▸ **TASK GOAL**
Write the entries below again, precisely as they appear.

== Segment start ==

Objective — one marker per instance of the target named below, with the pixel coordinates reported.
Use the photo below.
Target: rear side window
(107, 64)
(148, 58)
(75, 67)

== Segment end ==

▸ **ANSWER TO THE PROBLEM**
Objective — one marker per instance of the target named below, with the pixel coordinates reported.
Use the photo below.
Target: rear side window
(107, 64)
(148, 58)
(75, 67)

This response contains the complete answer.